## [出典]

裏モノ日記

裏モノ採集は一見平凡で怠惰なる日常の積み重ねの成果である。

26日

土曜日

高気圧に入らずんば虎児を得ず

 梅雨前線が居座っていては虎狩りに出かける気力もでないということ。朝、7時半起床。朝食、トウモロコシ1/3とクレソンの蒸したの、スイカ。東北で震度六の地震とか。あのつくんの野菜は大丈夫だろうかと心配になる。“あのつくんは大丈夫だ ろうか”でないところが鬼畜である。

 服薬入浴洗顔歯磨すませ、日記にかかる。昨日はいろいろと書き込むことが多く、書き上げてやれやれと思ったとたんにパソコンがフリーズ。再起動させた際に手違いで全部消してしまい、呆然となる。ふてくされながらもう一回書き直し。母からその 最中に電話。ダイエットばなしなどしばし。

レコード
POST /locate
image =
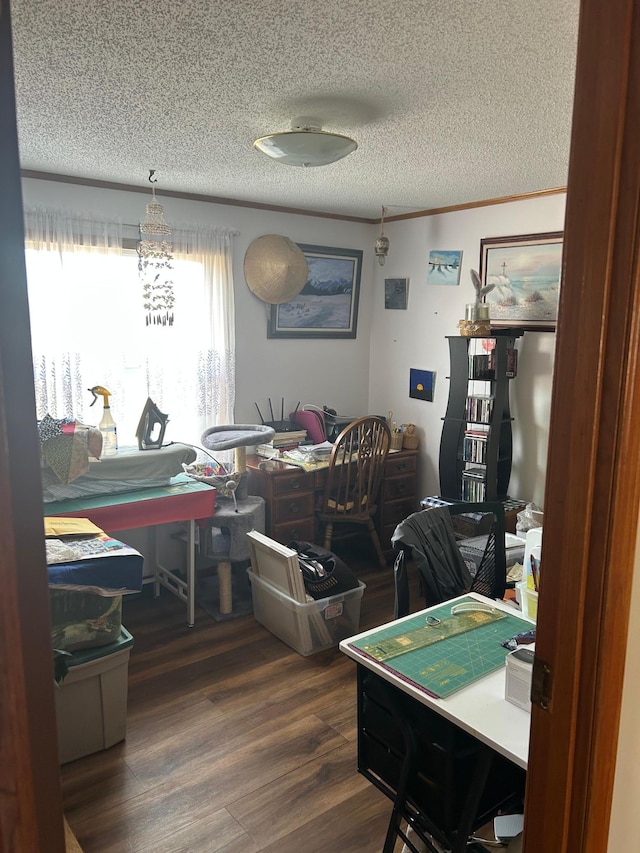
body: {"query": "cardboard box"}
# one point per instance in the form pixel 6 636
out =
pixel 518 678
pixel 91 702
pixel 307 627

## [課題]
(a) 日記について、次の問いに答えてください。
(i) 朝は何時に起床しましたか。
(ii) 東北では何があったと書かれていますか。
(iii) 日記を書き直している最中に、誰から電話がありましたか。
(b) 上のレコードの各行を、画像は除いて、すべてそのまま抜き出してください。

## [解答]
(a)
(i) 7時半
(ii) 震度六の地震
(iii) 母

(b)
POST /locate
image =
body: {"query": "cardboard box"}
# one point per instance in the form pixel 6 636
out =
pixel 518 678
pixel 91 702
pixel 307 627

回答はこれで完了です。